__The task__: Render every entry verbatim.

__Data for processing__:
══════════

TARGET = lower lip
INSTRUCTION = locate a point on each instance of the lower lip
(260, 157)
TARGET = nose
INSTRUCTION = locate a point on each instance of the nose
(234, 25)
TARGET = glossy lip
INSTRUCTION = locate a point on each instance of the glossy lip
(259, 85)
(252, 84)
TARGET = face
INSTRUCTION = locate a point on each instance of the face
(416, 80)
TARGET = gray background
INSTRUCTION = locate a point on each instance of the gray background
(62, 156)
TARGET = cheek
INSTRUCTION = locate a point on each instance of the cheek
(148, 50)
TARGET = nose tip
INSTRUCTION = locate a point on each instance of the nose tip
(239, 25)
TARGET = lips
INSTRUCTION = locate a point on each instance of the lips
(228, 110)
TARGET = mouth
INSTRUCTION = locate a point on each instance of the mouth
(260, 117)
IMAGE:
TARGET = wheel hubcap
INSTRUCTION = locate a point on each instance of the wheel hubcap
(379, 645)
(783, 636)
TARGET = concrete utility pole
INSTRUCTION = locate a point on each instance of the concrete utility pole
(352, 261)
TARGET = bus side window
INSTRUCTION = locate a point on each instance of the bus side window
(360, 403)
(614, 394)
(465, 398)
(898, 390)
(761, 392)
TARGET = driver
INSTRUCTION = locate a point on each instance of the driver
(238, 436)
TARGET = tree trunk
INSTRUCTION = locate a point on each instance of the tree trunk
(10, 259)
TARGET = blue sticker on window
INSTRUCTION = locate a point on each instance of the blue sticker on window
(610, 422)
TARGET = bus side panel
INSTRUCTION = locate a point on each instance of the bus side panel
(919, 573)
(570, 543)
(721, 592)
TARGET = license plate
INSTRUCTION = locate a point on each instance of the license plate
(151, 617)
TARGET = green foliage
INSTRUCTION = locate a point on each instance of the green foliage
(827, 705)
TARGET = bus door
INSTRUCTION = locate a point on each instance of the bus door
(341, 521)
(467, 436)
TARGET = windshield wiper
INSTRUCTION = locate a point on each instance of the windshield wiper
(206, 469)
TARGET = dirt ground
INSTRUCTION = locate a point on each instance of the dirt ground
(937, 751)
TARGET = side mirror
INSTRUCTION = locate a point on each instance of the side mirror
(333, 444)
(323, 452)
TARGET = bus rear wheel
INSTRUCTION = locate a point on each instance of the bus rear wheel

══════════

__Written solution__:
TARGET = lower lip
INSTRUCTION = locate a point on each instance of the lower lip
(260, 157)
TARGET = nose
INSTRUCTION = locate a point on each instance of the nose
(234, 25)
TARGET = glossy lip
INSTRUCTION = locate a point on each instance of the glossy lip
(259, 85)
(252, 84)
TARGET = face
INSTRUCTION = locate a point on each instance of the face
(416, 80)
TARGET = gray background
INSTRUCTION = locate a point on each instance of the gray background
(62, 156)
TARGET = cheek
INSTRUCTION = locate a point on each instance of the cheek
(148, 50)
TARGET = nose tip
INSTRUCTION = locate a point on each instance of the nose tip
(239, 25)
TARGET = lips
INSTRUCTION = locate a point on each instance of the lips
(228, 110)
TARGET = mouth
INSTRUCTION = locate a point on each instance of the mouth
(260, 117)
IMAGE:
TARGET = wheel hubcap
INSTRUCTION = locate a point on each instance of the wheel hubcap
(379, 645)
(783, 636)
TARGET = concrete utility pole
INSTRUCTION = locate a point on each instance of the concrete utility pole
(352, 261)
TARGET = bus side window
INSTRUCTION = locate a point on each instance of the bus side window
(360, 403)
(614, 394)
(465, 398)
(898, 390)
(761, 392)
TARGET = driver
INSTRUCTION = locate a point on each instance of the driver
(238, 436)
TARGET = tree trunk
INSTRUCTION = locate a point on each instance of the tree trunk
(10, 259)
TARGET = blue sticker on window
INSTRUCTION = locate a point on each instance of the blue sticker on window
(610, 422)
TARGET = bus side panel
INSTRUCTION = locate a point on each instance of the bus side panel
(919, 573)
(570, 543)
(721, 592)
TARGET = license plate
INSTRUCTION = locate a point on each instance of the license plate
(151, 617)
TARGET = green foliage
INSTRUCTION = locate a point on each instance of the green foliage
(827, 705)
TARGET = bus door
INSTRUCTION = locate a point on each instance of the bus door
(341, 521)
(467, 436)
TARGET = windshield wiper
INSTRUCTION = locate a point on each instance of the windshield wiper
(206, 469)
TARGET = dirt ground
INSTRUCTION = locate a point on each instance of the dirt ground
(937, 751)
TARGET = side mirror
INSTRUCTION = locate a point on each instance of the side mirror
(333, 444)
(323, 452)
TARGET = bus rear wheel
INSTRUCTION = locate a point on each instance of the bus rear wheel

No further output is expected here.